* Entries provided *
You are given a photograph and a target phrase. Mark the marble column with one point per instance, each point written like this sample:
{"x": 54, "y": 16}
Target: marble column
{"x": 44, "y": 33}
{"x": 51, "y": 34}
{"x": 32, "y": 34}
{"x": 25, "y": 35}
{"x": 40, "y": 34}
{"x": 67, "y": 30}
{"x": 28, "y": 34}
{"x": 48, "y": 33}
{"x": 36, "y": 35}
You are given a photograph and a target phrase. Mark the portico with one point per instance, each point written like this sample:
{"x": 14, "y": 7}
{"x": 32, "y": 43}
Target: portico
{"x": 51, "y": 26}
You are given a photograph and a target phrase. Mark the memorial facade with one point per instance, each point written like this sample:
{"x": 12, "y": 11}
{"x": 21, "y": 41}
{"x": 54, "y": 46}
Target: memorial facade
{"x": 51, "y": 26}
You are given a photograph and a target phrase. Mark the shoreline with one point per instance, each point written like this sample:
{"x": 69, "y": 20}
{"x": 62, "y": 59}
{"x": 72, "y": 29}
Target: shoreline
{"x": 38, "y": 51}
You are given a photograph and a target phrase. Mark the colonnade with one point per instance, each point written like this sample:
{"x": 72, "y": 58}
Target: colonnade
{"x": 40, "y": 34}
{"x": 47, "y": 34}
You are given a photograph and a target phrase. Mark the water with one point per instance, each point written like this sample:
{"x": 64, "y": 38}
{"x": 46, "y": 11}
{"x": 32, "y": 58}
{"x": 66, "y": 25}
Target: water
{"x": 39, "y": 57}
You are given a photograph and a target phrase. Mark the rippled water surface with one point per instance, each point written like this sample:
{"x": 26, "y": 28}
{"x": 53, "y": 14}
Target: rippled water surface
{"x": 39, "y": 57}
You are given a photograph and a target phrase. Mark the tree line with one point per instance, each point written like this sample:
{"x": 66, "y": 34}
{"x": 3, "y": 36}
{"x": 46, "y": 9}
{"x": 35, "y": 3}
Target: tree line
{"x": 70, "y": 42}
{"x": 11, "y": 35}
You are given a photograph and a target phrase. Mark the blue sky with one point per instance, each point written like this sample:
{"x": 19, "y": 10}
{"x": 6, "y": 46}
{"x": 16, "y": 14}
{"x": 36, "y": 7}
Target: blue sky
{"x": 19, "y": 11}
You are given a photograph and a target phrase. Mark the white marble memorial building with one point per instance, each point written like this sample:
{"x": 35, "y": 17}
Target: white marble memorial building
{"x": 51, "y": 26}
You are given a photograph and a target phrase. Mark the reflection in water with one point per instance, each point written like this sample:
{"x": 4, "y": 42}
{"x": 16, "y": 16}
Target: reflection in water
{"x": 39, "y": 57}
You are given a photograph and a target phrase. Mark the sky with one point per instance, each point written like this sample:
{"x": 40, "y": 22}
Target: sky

* To do *
Please give back all of the records exactly as written.

* Answer to this exercise *
You are given a photograph and a target phrase. Mark the marble column with one point per instance, each point written like this sample:
{"x": 54, "y": 16}
Target: marble column
{"x": 44, "y": 33}
{"x": 51, "y": 34}
{"x": 32, "y": 34}
{"x": 25, "y": 35}
{"x": 40, "y": 34}
{"x": 67, "y": 30}
{"x": 28, "y": 34}
{"x": 48, "y": 33}
{"x": 36, "y": 35}
You are given a photograph and a target phrase. Mark the portico with one point per instance, each point written like this sample:
{"x": 14, "y": 7}
{"x": 32, "y": 43}
Target: portico
{"x": 51, "y": 26}
You are given a photograph and a target phrase. Mark the memorial facade with one point per instance, each point written like this sample:
{"x": 12, "y": 11}
{"x": 21, "y": 41}
{"x": 54, "y": 46}
Target: memorial facade
{"x": 51, "y": 26}
You are given a photograph and a target phrase. Mark the shoreline with one point per instance, each point written like this sample:
{"x": 69, "y": 20}
{"x": 62, "y": 59}
{"x": 72, "y": 29}
Target: shoreline
{"x": 38, "y": 51}
You are given a photograph and a target phrase. Mark the colonnade with one point per instance, each point written like this sample:
{"x": 72, "y": 58}
Target: colonnade
{"x": 40, "y": 34}
{"x": 47, "y": 34}
You are given a photograph and a target phrase. Mark the water with one point per instance, each point written like this sample:
{"x": 64, "y": 38}
{"x": 46, "y": 11}
{"x": 32, "y": 58}
{"x": 66, "y": 25}
Target: water
{"x": 39, "y": 57}
You are given a photograph and a target phrase. Mark the rippled water surface with one point per instance, each point written like this sample:
{"x": 26, "y": 28}
{"x": 53, "y": 14}
Target: rippled water surface
{"x": 39, "y": 57}
You are given a photograph and a target phrase. Mark the tree line with one point per instance, each point written like this sample:
{"x": 66, "y": 34}
{"x": 3, "y": 36}
{"x": 46, "y": 9}
{"x": 35, "y": 3}
Target: tree line
{"x": 70, "y": 42}
{"x": 11, "y": 35}
You are given a photograph and a target phrase. Mark the blue sky with one point per instance, each point written like this sample:
{"x": 19, "y": 10}
{"x": 6, "y": 46}
{"x": 16, "y": 14}
{"x": 36, "y": 7}
Target: blue sky
{"x": 19, "y": 11}
You are given a photograph and a target phrase. Mark the white marble memorial building with one point per instance, each point written like this sample:
{"x": 35, "y": 17}
Target: white marble memorial building
{"x": 51, "y": 26}
You are given a photograph and a target phrase. Mark the reflection in water with one point per instance, each point written like this sample:
{"x": 4, "y": 42}
{"x": 16, "y": 16}
Target: reflection in water
{"x": 39, "y": 57}
You are given a photograph and a target phrase. Mark the sky with one point per instance, each point written like this sample:
{"x": 40, "y": 22}
Target: sky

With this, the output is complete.